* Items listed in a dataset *
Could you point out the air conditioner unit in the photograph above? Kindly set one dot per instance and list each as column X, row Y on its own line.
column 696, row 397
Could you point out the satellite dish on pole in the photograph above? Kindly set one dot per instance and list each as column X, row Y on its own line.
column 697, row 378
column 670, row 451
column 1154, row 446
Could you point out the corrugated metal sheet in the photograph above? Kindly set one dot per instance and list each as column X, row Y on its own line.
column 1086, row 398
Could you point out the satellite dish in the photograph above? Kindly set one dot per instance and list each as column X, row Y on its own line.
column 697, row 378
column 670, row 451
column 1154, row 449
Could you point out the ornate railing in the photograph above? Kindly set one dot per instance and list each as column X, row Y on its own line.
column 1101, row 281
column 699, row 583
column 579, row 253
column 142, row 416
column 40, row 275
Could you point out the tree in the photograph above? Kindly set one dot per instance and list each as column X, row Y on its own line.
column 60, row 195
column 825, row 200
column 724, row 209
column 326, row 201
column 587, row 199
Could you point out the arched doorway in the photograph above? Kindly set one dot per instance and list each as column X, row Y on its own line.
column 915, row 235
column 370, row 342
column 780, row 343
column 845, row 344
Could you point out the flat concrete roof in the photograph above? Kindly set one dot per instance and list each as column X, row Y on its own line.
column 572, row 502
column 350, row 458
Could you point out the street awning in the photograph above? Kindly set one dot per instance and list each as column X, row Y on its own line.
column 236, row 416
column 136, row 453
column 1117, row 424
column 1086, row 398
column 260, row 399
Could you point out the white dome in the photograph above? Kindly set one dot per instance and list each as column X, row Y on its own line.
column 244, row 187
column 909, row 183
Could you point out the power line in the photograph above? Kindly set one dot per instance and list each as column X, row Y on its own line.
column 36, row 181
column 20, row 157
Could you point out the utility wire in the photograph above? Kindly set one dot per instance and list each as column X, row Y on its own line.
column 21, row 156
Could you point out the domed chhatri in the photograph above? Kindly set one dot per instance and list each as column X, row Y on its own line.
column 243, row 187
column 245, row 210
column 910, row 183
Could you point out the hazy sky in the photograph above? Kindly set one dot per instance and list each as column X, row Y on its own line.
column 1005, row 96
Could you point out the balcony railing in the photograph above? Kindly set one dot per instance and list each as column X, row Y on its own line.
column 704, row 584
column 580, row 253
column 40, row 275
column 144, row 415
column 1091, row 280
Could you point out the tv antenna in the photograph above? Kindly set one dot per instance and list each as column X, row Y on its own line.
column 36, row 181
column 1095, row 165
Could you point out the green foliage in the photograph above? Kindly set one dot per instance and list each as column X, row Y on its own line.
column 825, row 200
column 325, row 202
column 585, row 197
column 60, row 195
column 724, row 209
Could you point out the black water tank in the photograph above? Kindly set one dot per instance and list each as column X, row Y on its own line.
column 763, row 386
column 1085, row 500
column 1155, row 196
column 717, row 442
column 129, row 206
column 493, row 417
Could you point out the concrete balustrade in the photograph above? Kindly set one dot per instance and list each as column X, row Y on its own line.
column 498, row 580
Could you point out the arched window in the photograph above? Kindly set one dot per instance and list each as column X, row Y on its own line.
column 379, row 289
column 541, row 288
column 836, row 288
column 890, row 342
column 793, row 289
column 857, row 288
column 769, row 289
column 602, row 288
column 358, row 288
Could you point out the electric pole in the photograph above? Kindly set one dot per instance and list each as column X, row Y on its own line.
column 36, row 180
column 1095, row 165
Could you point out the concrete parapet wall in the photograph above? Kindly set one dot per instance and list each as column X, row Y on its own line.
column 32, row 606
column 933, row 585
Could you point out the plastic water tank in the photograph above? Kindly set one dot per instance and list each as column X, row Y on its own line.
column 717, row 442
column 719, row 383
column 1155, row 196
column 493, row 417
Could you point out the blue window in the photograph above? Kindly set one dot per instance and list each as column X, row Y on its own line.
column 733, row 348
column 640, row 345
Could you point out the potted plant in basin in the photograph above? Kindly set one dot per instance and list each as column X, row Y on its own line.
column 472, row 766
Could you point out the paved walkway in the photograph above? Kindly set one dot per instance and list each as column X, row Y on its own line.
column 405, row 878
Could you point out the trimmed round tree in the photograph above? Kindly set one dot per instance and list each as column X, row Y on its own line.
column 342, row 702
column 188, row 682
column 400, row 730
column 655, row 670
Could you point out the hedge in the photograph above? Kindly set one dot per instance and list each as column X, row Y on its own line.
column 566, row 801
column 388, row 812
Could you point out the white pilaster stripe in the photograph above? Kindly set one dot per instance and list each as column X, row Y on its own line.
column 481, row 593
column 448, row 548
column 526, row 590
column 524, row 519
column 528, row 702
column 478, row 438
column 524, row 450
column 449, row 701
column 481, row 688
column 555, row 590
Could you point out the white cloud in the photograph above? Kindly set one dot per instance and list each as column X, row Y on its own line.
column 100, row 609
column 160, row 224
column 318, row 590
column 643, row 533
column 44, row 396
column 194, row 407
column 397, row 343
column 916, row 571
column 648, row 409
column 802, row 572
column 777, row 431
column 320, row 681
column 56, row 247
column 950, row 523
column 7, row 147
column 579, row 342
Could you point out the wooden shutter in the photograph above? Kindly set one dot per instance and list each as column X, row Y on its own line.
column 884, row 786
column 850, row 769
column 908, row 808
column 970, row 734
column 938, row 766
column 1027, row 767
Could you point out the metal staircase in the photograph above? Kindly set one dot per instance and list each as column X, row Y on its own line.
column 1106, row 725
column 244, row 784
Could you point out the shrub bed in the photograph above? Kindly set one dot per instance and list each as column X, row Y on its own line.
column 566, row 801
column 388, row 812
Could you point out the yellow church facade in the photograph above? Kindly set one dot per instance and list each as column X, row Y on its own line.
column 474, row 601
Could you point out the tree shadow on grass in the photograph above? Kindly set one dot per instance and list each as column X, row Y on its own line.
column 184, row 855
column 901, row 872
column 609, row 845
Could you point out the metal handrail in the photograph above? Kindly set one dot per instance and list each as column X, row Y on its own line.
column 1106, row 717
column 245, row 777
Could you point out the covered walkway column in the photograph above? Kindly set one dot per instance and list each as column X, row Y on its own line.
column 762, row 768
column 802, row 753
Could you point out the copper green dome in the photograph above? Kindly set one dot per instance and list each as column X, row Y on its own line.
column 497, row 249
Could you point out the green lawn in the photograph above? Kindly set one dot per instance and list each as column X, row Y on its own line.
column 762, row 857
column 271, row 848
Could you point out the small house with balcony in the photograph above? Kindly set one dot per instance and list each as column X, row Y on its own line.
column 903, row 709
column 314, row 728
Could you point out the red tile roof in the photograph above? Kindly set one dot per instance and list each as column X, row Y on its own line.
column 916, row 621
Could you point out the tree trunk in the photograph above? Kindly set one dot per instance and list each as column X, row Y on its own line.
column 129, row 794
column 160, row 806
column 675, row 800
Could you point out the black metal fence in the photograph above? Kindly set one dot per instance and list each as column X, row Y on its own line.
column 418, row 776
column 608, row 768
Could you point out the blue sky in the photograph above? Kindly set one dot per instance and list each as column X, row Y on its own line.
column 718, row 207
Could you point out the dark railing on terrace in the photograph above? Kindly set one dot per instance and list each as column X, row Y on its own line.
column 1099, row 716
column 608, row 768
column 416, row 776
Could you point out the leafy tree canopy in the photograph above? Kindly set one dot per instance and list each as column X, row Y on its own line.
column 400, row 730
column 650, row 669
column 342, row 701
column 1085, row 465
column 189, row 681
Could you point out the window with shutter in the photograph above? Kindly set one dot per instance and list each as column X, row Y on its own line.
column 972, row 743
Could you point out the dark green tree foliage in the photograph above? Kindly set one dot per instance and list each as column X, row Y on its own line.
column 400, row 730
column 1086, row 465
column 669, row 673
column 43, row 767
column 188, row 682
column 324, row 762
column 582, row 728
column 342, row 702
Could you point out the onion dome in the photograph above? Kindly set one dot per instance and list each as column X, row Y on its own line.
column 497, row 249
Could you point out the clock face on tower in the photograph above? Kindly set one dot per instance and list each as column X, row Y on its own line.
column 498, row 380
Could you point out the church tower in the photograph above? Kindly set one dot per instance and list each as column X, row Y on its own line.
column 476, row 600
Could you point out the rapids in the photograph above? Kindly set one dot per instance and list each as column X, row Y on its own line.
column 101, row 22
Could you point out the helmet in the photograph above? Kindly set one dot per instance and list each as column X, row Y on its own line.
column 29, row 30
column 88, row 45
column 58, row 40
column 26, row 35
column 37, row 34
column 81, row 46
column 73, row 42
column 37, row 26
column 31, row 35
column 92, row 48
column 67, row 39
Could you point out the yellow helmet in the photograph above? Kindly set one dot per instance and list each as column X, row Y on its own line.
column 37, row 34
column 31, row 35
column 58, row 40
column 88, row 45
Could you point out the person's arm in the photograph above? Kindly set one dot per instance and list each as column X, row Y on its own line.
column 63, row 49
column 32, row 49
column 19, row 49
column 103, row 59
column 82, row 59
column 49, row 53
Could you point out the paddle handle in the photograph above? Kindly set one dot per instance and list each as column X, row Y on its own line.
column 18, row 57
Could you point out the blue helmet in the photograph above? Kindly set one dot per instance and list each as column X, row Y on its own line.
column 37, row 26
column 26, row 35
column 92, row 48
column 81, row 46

* Written exercise *
Return the lines from the records word for word, starting at the line containing "Could you point out the copper" and ending at the line containing "column 271, row 848", with both of those lines included.

* Complete answer *
Could you point out the copper green dome in the photograph above? Kindly set one dot per instance and list each as column X, row Y on its own line.
column 497, row 249
Could you point out the green lawn in the photograph above? Kindly set one dot per instance and list each as column X, row Y on its own line.
column 762, row 857
column 271, row 848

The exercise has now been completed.